TASK PROMPT
Count the lines in the records below that contain the string "detect". Reply with the number alone.

--- START STORED ROWS ---

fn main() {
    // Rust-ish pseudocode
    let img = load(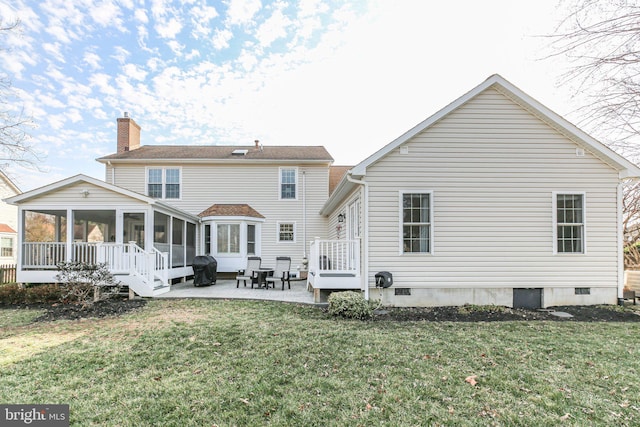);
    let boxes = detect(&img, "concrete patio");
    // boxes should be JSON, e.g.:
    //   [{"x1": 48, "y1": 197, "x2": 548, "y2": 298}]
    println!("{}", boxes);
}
[{"x1": 154, "y1": 279, "x2": 314, "y2": 304}]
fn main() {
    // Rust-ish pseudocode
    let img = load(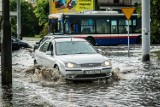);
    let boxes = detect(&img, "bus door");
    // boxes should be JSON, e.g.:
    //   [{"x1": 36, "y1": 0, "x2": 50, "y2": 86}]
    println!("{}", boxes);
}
[{"x1": 110, "y1": 19, "x2": 119, "y2": 45}]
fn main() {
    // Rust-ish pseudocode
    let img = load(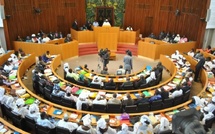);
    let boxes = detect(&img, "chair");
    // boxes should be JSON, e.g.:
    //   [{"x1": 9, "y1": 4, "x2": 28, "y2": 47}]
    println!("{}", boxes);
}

--- END STORED ROWS ---

EXPECTED ANSWER
3